### WRITTEN PROBLEM
All records are to be retyped faithfully and completely.

** Begin DATASET RECORDS **

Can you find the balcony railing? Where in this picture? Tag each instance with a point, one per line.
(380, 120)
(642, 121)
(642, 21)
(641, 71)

** End DATASET RECORDS **

### WRITTEN ANSWER
Can you find the balcony railing? Where in this picture? Tag each instance with a point, one per line.
(380, 120)
(642, 121)
(642, 21)
(641, 71)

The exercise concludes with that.